(Natural-language object grounding data)
..........

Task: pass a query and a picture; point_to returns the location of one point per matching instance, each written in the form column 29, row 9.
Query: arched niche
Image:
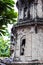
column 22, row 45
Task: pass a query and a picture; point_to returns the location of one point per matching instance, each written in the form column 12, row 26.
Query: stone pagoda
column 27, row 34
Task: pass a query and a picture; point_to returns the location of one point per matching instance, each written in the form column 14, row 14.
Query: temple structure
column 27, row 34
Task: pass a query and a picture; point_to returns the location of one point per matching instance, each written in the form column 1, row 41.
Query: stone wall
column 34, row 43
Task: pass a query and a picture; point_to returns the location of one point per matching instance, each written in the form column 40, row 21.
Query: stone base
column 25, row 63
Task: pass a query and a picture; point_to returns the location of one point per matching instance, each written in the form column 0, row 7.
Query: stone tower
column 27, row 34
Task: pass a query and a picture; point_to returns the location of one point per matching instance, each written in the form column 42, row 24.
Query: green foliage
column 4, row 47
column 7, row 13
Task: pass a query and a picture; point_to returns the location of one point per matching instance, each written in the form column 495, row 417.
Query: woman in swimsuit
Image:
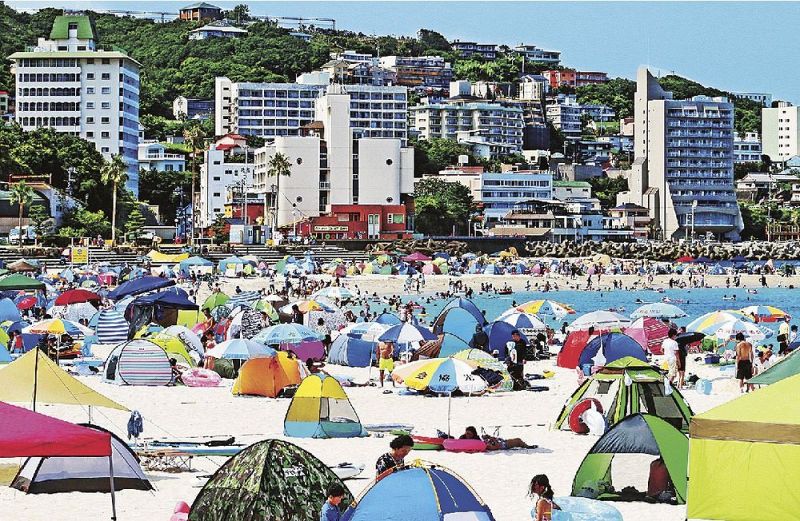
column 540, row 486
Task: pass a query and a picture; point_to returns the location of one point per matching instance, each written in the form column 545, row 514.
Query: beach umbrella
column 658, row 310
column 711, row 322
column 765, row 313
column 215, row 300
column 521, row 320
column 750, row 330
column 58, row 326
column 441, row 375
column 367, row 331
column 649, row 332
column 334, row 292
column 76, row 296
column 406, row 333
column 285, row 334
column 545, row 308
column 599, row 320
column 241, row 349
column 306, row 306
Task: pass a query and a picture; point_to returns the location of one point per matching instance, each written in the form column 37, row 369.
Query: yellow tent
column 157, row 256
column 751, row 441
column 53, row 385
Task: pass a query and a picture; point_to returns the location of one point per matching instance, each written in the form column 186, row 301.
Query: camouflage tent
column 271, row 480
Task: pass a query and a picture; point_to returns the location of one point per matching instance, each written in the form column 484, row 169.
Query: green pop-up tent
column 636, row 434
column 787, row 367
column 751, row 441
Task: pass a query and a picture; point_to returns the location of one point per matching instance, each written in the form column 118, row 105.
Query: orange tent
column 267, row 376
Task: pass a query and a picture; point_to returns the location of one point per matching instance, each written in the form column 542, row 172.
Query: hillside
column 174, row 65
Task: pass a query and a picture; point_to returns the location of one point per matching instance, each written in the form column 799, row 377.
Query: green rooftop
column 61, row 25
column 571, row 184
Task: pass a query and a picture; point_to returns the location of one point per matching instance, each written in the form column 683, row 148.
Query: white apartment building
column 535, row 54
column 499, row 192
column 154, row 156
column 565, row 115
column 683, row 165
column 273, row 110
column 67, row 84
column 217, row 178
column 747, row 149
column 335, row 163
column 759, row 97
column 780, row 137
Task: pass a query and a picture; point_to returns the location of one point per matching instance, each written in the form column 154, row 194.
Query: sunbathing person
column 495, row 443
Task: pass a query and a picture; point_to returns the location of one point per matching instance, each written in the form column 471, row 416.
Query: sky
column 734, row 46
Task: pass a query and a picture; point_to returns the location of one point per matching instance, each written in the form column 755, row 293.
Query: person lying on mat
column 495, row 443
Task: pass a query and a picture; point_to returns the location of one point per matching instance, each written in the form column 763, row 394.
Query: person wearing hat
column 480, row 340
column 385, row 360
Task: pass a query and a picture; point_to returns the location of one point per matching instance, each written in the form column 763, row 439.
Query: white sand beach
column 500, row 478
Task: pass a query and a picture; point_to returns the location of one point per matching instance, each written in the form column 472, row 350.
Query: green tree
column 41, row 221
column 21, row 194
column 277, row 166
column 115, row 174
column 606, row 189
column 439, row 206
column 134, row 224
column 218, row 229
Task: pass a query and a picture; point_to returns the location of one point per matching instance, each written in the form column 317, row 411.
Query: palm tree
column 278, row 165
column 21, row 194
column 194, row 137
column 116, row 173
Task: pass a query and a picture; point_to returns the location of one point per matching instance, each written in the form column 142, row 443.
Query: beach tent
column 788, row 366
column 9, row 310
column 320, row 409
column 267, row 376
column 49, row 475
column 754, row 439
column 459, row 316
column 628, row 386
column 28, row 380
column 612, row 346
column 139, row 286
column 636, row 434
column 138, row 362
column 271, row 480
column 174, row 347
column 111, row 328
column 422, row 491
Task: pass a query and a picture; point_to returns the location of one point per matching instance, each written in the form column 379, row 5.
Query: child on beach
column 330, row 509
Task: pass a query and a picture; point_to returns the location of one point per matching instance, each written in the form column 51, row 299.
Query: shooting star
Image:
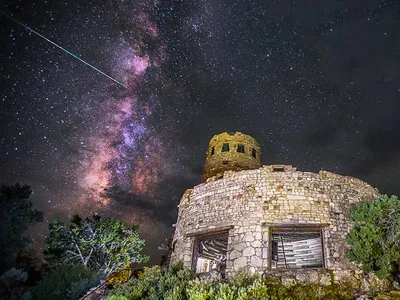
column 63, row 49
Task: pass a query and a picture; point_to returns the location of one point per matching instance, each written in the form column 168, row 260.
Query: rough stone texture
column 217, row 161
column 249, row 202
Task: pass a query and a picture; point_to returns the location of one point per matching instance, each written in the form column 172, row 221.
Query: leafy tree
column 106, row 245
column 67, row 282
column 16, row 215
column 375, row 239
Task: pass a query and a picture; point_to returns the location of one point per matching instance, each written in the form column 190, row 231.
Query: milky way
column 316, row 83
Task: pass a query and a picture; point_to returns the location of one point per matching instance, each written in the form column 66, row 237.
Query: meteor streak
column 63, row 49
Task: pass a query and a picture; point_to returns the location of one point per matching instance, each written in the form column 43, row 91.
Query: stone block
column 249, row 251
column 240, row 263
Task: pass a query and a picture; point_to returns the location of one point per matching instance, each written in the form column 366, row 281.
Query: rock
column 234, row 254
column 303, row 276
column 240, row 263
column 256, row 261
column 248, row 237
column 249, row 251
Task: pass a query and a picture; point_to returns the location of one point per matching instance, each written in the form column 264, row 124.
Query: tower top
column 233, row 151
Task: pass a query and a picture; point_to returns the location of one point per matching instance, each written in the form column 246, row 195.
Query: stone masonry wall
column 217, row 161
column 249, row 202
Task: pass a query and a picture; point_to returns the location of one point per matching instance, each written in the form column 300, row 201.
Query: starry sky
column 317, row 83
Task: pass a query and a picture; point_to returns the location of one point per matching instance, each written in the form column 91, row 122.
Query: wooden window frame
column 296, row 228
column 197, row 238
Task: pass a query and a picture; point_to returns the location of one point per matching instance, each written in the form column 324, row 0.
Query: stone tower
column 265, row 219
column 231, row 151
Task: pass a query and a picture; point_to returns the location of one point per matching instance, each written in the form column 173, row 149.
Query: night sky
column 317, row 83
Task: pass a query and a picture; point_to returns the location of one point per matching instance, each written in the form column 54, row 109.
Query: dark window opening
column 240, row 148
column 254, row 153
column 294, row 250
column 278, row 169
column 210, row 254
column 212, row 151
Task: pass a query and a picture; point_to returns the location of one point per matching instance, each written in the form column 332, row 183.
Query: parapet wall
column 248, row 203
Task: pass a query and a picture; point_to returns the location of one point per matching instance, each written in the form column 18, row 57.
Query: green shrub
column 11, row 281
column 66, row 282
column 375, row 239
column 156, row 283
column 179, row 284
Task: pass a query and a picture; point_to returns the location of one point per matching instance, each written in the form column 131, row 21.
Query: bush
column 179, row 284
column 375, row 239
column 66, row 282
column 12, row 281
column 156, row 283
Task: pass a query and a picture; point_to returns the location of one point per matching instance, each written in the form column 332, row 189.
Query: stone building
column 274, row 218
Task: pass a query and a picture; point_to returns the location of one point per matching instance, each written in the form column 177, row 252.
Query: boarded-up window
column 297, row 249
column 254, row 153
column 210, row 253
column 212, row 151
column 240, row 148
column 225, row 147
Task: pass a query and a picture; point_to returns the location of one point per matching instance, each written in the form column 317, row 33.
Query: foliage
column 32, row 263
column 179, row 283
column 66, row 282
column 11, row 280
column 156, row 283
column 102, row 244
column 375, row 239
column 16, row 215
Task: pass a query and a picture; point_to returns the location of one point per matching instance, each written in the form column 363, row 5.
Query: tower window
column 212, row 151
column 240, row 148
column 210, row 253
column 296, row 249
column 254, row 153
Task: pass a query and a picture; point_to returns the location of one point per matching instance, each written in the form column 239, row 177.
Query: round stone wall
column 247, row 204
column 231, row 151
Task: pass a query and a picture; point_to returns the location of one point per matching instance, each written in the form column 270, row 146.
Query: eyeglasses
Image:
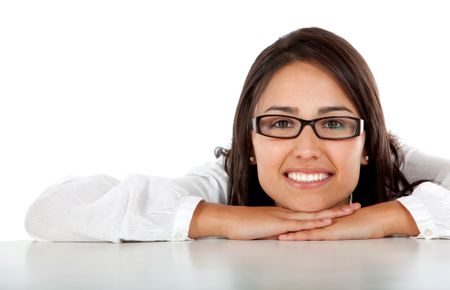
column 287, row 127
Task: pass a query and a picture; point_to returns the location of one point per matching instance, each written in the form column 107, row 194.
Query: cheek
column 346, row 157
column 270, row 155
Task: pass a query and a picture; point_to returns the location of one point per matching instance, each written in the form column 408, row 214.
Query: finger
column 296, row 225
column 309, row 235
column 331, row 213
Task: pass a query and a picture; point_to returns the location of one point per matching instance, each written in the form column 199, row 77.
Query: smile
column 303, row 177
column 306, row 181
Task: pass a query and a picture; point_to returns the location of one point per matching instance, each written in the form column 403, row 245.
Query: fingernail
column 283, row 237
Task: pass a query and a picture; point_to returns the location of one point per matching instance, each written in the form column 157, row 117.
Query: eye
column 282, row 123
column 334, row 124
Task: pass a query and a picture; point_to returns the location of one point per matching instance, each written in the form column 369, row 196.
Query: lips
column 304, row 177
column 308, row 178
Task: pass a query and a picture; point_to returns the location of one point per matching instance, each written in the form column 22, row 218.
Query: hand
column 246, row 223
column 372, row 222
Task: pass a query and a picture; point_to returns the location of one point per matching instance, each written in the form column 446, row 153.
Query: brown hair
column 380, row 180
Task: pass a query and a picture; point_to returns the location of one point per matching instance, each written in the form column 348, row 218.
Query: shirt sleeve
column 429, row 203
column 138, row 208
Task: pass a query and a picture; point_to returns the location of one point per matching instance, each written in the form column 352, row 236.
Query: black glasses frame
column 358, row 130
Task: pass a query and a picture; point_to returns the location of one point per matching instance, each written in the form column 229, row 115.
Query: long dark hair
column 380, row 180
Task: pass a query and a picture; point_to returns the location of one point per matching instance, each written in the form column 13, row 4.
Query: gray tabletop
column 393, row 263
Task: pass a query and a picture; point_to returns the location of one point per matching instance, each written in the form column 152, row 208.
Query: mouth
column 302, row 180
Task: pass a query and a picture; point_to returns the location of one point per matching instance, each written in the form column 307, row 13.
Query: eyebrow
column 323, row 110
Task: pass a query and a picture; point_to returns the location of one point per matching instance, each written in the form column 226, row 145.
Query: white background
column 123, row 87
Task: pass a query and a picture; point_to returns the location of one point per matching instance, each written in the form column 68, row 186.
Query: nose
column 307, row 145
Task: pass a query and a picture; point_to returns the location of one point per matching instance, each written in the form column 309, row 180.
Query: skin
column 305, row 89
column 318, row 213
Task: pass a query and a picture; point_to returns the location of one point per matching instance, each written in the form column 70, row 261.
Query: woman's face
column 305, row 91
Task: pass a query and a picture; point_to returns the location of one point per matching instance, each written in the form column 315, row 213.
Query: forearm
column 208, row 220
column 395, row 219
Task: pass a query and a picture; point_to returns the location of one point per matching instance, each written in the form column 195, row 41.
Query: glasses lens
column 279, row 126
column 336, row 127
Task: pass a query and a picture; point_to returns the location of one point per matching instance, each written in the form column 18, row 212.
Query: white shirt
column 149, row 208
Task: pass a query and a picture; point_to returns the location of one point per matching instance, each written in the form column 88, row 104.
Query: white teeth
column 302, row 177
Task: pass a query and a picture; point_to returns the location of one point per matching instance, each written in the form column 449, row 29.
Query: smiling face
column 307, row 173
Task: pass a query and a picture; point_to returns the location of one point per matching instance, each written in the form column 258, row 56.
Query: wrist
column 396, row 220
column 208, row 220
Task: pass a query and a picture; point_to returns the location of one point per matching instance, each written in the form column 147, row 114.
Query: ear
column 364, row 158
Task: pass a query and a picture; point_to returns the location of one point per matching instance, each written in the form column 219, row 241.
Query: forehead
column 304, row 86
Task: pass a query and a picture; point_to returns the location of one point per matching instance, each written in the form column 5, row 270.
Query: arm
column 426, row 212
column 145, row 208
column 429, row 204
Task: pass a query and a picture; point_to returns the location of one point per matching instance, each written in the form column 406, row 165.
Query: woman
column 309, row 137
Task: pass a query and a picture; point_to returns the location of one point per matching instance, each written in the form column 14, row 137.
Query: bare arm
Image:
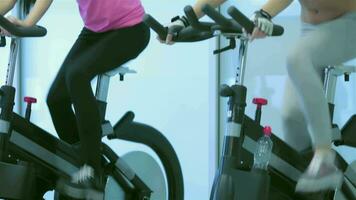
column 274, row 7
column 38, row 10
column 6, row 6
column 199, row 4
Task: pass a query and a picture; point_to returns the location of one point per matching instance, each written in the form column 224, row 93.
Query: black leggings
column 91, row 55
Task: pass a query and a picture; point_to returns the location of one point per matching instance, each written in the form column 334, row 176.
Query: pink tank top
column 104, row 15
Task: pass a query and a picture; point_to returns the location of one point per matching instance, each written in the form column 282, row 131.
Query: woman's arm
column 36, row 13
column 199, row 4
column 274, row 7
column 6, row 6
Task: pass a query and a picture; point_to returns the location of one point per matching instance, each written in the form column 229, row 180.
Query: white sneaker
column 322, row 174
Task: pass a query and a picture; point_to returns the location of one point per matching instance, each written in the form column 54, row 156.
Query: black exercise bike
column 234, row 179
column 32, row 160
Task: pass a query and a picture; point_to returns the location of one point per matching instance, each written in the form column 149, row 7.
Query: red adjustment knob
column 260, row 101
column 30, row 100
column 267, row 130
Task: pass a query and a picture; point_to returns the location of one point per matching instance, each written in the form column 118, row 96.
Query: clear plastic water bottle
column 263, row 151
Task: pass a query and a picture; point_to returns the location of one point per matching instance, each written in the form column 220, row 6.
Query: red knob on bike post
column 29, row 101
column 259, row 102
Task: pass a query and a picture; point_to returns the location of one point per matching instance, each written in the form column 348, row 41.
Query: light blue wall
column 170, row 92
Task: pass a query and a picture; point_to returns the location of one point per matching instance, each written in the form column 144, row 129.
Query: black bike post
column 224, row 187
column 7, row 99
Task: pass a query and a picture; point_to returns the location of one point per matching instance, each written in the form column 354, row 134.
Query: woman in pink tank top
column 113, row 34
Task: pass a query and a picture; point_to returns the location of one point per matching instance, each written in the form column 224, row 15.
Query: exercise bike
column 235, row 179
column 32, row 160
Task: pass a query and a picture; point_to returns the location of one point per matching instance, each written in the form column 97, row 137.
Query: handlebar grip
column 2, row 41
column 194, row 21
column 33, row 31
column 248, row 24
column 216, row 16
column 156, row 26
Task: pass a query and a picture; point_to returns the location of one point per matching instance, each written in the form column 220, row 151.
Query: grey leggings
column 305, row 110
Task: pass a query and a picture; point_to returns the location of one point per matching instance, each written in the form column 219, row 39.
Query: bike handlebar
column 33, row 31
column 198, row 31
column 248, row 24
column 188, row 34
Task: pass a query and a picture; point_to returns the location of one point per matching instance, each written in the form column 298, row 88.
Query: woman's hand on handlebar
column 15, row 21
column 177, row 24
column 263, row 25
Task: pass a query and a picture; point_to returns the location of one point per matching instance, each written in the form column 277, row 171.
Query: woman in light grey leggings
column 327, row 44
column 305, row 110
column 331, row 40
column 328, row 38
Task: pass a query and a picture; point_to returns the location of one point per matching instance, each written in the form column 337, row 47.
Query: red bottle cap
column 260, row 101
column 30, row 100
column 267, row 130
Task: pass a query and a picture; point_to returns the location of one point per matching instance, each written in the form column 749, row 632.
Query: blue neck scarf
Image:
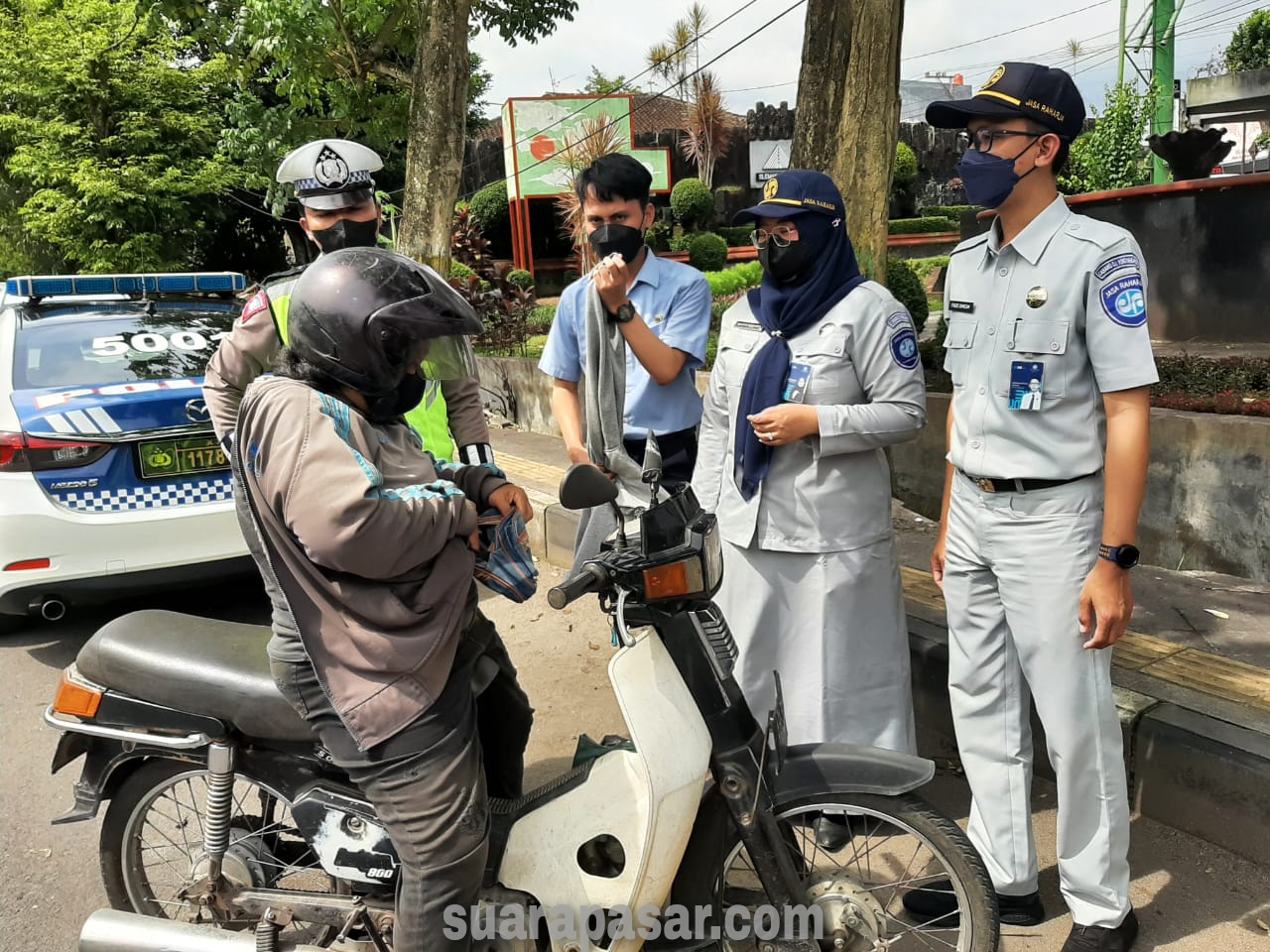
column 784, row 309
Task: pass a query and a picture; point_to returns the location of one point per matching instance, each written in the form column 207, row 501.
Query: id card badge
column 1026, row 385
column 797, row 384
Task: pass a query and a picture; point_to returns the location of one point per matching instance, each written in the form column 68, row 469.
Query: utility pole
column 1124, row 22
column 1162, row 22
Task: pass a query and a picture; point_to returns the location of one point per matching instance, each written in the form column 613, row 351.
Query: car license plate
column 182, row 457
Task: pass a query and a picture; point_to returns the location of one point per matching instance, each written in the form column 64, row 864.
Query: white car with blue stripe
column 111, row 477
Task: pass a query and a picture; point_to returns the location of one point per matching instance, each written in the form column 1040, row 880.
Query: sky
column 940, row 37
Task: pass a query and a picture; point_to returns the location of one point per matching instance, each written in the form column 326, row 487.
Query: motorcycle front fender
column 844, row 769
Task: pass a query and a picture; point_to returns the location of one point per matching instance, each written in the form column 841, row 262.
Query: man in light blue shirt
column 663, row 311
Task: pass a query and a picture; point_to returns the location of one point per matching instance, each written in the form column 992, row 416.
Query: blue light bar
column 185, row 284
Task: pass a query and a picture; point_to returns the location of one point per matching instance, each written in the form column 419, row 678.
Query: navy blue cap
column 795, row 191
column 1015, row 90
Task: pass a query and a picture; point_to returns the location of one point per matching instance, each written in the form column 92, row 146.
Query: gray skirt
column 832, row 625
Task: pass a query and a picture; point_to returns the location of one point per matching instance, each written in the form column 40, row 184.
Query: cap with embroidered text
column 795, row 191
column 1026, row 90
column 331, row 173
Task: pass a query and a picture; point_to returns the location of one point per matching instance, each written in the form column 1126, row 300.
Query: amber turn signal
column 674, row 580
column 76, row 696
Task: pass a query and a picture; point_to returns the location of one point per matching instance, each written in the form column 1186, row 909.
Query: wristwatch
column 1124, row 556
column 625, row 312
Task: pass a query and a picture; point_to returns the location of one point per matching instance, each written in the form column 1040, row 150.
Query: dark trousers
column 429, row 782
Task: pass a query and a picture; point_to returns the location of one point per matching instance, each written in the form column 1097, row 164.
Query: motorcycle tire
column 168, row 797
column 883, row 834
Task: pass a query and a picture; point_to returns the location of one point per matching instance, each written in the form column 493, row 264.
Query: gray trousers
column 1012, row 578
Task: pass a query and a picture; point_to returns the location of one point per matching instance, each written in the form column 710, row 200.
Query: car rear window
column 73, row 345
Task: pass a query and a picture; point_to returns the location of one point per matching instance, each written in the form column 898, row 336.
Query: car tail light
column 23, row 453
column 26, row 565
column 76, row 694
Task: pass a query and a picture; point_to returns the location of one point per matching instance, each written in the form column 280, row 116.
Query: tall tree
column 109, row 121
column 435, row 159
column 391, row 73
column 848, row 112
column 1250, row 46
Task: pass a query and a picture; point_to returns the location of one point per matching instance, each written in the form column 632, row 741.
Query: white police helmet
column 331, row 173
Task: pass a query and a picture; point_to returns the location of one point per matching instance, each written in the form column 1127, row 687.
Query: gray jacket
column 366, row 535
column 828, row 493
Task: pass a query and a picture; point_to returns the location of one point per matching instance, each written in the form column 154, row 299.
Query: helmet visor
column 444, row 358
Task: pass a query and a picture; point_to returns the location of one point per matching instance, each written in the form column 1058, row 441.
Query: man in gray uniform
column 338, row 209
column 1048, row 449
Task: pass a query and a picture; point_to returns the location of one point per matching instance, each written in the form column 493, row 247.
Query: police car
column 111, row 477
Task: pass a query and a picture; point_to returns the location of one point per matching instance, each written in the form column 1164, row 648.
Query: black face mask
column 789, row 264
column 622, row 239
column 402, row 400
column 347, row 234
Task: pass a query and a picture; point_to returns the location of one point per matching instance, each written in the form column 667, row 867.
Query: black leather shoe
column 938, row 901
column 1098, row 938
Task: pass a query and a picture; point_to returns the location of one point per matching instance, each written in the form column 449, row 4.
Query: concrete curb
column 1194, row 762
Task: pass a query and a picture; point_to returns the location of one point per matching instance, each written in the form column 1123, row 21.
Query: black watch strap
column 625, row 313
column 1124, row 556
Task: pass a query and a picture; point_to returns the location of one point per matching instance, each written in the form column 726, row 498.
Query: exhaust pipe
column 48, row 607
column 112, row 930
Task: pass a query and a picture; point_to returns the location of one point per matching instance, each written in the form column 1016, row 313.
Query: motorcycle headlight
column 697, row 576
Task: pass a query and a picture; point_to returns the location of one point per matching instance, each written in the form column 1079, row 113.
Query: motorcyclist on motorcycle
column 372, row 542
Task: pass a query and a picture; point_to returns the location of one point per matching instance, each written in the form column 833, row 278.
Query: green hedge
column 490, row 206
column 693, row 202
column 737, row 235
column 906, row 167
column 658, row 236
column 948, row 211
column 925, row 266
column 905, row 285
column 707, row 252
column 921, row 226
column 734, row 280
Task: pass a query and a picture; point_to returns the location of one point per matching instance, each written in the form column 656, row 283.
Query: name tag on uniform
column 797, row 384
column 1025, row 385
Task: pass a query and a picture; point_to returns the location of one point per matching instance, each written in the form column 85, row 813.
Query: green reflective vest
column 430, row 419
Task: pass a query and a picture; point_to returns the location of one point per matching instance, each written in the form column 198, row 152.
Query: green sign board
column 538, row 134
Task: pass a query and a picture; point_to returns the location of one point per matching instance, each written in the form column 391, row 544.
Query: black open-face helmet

..........

Could you retype exactly the lines above, starting at the line that contains "Query: fingernail" and ending at the line that contains "369, row 196.", and nothing more?

▶ _Solution to the exercise_
Query: fingernail
column 283, row 237
Task: pass a query and a picture; point_to returns the location of one point per matching instance, each written in the form column 157, row 117.
Query: eye
column 282, row 123
column 334, row 124
Task: pass a query and a picture; point_to returns the location of one point per matching instance, each written in the form column 369, row 196.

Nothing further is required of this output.